● SHORT PROBLEM:
Can you arrange the entries as a JSON list of strings, one string per line with blank lines left out, starting at the line that contains "Where can the tall" and stopping after the line that contains "<point>227,126</point>"?

┌────────

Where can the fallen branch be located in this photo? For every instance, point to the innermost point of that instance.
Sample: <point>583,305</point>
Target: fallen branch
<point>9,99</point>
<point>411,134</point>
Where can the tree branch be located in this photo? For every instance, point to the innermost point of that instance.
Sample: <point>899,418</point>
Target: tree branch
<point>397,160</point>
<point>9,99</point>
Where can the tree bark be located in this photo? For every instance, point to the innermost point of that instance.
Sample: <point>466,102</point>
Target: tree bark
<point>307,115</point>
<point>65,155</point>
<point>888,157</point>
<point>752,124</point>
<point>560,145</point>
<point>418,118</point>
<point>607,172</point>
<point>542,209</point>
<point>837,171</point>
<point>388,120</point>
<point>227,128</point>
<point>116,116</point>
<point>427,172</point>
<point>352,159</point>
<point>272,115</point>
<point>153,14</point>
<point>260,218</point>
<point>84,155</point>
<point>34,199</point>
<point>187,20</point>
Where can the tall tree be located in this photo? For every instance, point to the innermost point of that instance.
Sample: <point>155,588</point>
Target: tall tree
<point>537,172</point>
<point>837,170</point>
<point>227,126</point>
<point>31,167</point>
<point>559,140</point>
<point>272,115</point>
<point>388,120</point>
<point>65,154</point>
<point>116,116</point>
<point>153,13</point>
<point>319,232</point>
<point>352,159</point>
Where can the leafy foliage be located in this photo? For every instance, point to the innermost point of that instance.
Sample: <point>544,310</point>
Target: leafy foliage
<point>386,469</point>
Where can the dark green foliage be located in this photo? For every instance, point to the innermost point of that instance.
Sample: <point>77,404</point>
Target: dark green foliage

└────────

● WRITTEN SOLUTION:
[
  "Where can the tall tree be located in this photo? For every instance, point to the innermost point of that instance.",
  "Sample: <point>155,588</point>",
  "Target: tall tree",
  "<point>537,172</point>",
  "<point>837,170</point>",
  "<point>227,126</point>"
]